_Action item_:
Each line in the records that mentions the word "below" needs to be listed.

++++ Dataset excerpts ++++

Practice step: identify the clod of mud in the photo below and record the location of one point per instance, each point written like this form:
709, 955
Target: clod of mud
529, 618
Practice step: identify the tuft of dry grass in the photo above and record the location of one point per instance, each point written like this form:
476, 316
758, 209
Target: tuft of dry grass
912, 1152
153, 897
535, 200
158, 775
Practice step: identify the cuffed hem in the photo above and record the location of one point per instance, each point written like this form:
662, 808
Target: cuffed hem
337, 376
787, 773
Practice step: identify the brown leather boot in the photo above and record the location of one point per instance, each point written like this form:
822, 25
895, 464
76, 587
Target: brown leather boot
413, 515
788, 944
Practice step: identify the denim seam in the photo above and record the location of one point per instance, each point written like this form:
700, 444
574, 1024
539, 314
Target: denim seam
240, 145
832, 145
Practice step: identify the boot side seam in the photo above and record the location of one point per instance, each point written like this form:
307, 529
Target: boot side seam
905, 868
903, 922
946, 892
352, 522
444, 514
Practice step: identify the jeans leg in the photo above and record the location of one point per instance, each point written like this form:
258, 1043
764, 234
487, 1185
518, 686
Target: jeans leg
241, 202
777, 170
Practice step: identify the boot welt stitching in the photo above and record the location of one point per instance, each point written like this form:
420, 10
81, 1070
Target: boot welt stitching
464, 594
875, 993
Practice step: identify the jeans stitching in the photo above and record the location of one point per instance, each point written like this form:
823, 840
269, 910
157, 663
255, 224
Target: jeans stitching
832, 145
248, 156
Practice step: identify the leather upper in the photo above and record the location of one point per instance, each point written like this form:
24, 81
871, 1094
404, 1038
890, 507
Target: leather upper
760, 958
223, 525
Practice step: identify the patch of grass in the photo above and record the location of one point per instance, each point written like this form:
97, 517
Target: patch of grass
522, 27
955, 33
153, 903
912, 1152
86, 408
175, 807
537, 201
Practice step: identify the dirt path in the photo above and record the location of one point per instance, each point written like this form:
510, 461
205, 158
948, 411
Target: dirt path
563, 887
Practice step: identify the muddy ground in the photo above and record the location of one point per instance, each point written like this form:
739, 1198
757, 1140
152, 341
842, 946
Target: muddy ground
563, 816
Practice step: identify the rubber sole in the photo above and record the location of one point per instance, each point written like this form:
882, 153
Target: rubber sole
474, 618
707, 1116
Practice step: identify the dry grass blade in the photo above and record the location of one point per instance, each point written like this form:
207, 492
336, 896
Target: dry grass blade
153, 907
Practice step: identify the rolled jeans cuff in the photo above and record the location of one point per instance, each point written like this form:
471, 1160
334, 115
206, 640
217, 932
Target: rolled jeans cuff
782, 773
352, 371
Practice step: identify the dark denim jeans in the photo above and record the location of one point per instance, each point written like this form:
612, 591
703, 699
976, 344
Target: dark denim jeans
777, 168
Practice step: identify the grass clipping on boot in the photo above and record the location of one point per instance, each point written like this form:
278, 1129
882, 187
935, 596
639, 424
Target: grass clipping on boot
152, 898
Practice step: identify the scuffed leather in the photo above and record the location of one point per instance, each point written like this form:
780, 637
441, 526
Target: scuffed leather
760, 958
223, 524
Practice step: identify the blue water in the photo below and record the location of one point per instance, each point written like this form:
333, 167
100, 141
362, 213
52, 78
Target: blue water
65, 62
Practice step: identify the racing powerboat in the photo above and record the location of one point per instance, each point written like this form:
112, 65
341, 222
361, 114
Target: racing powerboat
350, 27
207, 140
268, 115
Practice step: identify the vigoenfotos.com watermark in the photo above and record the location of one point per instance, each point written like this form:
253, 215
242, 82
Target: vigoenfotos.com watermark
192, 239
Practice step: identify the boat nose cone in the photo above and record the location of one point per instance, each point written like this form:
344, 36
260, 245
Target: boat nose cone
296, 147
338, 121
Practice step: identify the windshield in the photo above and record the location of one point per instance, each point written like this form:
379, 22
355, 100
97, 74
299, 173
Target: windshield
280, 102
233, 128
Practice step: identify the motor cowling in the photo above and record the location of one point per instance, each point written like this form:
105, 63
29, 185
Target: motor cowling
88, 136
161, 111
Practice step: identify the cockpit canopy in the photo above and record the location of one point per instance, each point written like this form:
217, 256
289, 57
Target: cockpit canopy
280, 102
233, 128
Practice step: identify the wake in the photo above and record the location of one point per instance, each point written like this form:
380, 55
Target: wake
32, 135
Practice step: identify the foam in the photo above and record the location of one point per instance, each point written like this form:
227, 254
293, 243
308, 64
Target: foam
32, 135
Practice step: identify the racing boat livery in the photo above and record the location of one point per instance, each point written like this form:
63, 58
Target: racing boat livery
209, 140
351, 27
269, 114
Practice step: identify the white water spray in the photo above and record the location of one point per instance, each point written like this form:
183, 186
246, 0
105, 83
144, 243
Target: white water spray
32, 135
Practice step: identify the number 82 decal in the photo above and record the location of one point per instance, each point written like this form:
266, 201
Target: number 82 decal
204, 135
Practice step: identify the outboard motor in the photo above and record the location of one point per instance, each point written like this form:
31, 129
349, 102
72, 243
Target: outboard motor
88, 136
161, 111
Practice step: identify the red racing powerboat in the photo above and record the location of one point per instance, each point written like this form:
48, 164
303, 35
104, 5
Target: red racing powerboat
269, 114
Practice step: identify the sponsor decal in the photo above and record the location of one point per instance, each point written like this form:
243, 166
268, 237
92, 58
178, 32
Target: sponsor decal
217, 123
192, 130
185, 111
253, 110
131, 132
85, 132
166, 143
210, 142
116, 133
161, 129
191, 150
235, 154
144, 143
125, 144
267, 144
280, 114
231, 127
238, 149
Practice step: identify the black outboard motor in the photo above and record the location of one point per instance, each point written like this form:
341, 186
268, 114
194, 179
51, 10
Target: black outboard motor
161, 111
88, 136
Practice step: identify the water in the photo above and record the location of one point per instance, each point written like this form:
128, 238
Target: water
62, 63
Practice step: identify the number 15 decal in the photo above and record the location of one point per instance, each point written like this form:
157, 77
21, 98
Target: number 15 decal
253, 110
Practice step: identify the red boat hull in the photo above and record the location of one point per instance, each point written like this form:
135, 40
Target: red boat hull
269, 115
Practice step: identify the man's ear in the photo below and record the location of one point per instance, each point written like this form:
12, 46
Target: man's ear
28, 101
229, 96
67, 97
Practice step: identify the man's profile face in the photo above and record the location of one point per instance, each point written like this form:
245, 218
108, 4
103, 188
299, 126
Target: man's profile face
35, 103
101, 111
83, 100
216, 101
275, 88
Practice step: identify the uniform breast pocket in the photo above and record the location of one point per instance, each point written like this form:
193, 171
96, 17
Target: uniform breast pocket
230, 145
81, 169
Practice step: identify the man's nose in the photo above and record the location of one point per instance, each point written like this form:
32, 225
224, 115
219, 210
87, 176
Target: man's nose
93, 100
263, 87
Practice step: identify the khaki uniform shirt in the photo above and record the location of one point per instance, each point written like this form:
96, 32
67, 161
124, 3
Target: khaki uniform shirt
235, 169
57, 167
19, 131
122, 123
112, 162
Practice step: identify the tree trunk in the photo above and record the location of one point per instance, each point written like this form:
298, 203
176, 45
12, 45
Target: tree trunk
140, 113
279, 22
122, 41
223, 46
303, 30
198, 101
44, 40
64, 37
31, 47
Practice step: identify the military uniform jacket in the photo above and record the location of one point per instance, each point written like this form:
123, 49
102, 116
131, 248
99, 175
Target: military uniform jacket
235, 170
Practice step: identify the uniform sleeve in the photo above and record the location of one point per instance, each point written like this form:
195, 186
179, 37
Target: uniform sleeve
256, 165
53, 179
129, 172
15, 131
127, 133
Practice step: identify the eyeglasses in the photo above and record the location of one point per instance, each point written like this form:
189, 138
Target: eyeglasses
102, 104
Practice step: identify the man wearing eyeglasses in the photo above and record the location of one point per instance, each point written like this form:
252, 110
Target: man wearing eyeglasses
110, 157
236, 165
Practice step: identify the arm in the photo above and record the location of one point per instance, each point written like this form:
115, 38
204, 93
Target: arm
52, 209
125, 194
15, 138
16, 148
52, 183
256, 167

++++

_Answer to this problem_:
Practice step: identify the clod of mud in the photo below and record the location of one point per instance, each point written like this form:
Practice step: identify the blue water in the photo below and record the location of one point per instance, each point written like this form:
Practice step: identify the man's ear in the photo below and record the location of one point per instance, each point written like this form:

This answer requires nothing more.